This document provides a basic introduction, to all level of readers, to MPEG-4 Video, officially known as ISO 14496-2, in the context of the IndigoVision 8000 MPEG-4 series. The document will introduce some of the basic concepts of MPEG-4 video and show how they relate to the IndigoVision 8000 products. Some of the MPEG-4 coding techniques will also be briefly discussed.
IndigoVision 8000 series of transmitters and receivers support both MPEG-4 video and audio. This document introduces some of the key concepts of MPEG-4 video in relation to the IndigoVision 8000 series. The document also explores some of the fundamental parts of an MPEG-4 video encoder and decoder.
For more in-depth analysis of video coding and MPEG-4 there are several good introductory references [1] [2] [3]. Another good source of reference material is the MPEG Industry Forum [4].
This section introduces MPEG-4 and more specifically MPEG-4 Video.

* Data entries
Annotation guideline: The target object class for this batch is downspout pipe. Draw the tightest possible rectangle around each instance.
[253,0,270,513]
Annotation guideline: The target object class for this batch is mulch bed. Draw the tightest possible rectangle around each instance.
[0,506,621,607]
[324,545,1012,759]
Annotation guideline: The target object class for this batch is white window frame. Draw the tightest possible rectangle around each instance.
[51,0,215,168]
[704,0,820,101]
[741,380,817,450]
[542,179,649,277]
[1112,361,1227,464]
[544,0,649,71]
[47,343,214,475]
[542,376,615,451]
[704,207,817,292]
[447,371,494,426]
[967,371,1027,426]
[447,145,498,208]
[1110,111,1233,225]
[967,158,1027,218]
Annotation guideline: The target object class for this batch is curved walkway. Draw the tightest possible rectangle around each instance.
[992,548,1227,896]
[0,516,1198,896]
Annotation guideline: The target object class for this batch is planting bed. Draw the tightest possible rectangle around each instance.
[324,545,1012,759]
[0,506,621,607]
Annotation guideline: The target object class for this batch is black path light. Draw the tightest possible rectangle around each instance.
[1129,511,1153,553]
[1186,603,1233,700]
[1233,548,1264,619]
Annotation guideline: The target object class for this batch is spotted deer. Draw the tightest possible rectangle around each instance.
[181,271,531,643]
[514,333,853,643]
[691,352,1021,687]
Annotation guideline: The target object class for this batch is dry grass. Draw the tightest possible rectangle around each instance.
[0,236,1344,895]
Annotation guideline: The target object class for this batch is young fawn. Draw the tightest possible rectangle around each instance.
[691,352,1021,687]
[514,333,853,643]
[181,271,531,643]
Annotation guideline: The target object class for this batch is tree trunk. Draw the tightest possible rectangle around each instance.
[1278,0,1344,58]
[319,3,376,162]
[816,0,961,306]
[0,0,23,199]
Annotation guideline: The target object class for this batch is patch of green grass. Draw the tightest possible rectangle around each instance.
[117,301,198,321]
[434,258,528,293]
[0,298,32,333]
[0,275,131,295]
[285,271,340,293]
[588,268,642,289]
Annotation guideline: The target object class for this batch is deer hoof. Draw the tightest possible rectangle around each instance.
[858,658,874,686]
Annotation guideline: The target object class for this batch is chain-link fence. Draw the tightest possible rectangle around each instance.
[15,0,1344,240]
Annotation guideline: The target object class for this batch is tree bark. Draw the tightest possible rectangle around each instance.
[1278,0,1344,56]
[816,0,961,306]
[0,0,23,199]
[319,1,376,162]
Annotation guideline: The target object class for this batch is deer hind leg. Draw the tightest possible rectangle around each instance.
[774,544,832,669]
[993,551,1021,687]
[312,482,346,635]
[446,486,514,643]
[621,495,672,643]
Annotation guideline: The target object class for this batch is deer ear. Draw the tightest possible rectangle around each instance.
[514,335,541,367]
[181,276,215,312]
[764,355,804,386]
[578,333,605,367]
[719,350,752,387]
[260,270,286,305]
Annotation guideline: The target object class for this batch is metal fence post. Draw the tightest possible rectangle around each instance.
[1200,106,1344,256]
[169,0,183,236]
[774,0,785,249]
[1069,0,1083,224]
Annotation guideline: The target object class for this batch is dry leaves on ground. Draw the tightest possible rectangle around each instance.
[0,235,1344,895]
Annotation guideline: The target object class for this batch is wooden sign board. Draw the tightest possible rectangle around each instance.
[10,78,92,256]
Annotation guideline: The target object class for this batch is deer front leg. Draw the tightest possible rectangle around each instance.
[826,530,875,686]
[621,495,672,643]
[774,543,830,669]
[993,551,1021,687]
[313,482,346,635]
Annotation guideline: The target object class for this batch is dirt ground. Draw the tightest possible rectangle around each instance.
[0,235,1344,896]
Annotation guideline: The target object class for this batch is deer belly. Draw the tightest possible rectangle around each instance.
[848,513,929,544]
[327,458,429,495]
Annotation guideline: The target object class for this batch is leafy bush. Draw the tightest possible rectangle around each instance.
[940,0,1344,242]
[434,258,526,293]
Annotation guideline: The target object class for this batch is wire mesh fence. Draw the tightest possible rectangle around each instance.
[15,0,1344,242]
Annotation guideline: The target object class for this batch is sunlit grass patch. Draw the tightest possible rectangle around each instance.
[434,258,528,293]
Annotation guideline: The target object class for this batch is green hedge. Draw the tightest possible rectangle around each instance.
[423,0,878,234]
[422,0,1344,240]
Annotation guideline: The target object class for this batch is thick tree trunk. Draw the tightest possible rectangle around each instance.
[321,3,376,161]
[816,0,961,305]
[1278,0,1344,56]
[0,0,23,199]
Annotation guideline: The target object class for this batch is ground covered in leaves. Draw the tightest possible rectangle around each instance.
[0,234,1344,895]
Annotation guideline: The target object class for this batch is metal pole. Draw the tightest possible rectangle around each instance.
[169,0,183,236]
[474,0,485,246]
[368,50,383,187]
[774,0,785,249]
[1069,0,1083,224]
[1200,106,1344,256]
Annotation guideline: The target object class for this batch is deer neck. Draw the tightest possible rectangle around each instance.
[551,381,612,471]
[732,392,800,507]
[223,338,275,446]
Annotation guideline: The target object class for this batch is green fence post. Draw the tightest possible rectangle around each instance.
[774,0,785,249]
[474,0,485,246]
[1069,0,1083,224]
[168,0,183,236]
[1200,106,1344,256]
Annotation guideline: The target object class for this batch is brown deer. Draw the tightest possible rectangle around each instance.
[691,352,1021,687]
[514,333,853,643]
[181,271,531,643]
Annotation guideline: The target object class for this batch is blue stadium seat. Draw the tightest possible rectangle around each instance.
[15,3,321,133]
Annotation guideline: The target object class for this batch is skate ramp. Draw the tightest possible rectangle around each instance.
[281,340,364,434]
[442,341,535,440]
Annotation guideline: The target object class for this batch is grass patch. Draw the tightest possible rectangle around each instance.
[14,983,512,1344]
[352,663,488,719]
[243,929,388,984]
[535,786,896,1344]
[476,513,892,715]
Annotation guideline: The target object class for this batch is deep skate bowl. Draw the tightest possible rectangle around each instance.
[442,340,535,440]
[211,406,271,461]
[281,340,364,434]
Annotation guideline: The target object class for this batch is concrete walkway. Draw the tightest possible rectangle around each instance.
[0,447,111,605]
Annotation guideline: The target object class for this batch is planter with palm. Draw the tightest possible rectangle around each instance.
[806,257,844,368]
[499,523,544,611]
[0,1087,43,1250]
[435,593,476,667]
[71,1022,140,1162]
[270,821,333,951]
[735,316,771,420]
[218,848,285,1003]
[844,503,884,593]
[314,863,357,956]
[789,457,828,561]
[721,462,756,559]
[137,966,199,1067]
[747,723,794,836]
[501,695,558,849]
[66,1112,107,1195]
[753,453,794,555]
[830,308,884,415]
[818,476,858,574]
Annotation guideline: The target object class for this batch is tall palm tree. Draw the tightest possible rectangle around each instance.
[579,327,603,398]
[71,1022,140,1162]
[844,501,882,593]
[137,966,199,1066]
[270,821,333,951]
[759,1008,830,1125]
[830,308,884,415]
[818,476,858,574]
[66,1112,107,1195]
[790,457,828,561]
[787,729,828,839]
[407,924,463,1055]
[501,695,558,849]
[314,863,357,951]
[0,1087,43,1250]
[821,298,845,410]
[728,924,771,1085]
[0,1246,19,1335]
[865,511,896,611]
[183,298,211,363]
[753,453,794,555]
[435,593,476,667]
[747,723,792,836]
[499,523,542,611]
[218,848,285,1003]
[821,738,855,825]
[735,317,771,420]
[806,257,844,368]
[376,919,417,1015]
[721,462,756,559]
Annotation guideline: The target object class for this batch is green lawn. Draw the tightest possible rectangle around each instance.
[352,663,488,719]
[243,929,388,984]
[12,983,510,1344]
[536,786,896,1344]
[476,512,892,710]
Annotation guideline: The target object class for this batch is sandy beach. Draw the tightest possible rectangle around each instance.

* Complete the following
[1] Shift the entries from their first line up to and including the line containing "[253,0,270,513]" by adding 105 to every bounding-box coordinate in the answers, and write out those lines in full with their guidelines. Give only that part of the entries.
[2] Write the next part of the MPEG-4 video introduction, starting after its final sentence.

* The answers
[1]
Annotation guideline: The target object class for this batch is downspout pipe. Draw the tightest possible rectangle around each instance.
[358,105,375,618]

[2]
MPEG-4 covers a wide spread of technology: video is simply one part. There are three main parts to the MPEG-4 ISO 14496 standard:
However, there are also a large number of other parts to the standard covering a host of topics including conformance testing, reference models, file formats and new extensions to the video specification, such as the infamous part 10: Advanced Video Coding. This document covers only ISO 14496-2: Visual, and more specifically MPEG-4 coding of rectangular video*1.
*1 14496-2 also covers the coding of non-rectangular video objects.
MPEG-4 Video is a video codec (compressor and decompressor) standard. A video codec is designed to compress and uncompress digital video in order to reduce the amount of bandwidth required to transmit and store the video. This is needed as the raw data rate of uncompressed CCIR601 active digital video*2 is in excess of 158Mbps – over 300 times the capacity a 512kbps ADSL connection and only just over one hour recording on a 80GB hard disk.
Simply scaling the video, to SIF*3 resolution, and compressing with standard utilities such as WinZip or gzip could achieve 10:1 compression. However, at least 300:1 compression is needed to stream live video over an ADSL connection and to achieve 300 hours recording to a 80GB hard disk. This level of compression can be achieved with MPEG-4.
MPEG-4 is a lossy codec. This means that the compression and decompression does not reproduce exactly the same as the original video but achieves the high compression ratios required at the expense of some quality. Typically, the greater the compression required the greater the loss in video quality.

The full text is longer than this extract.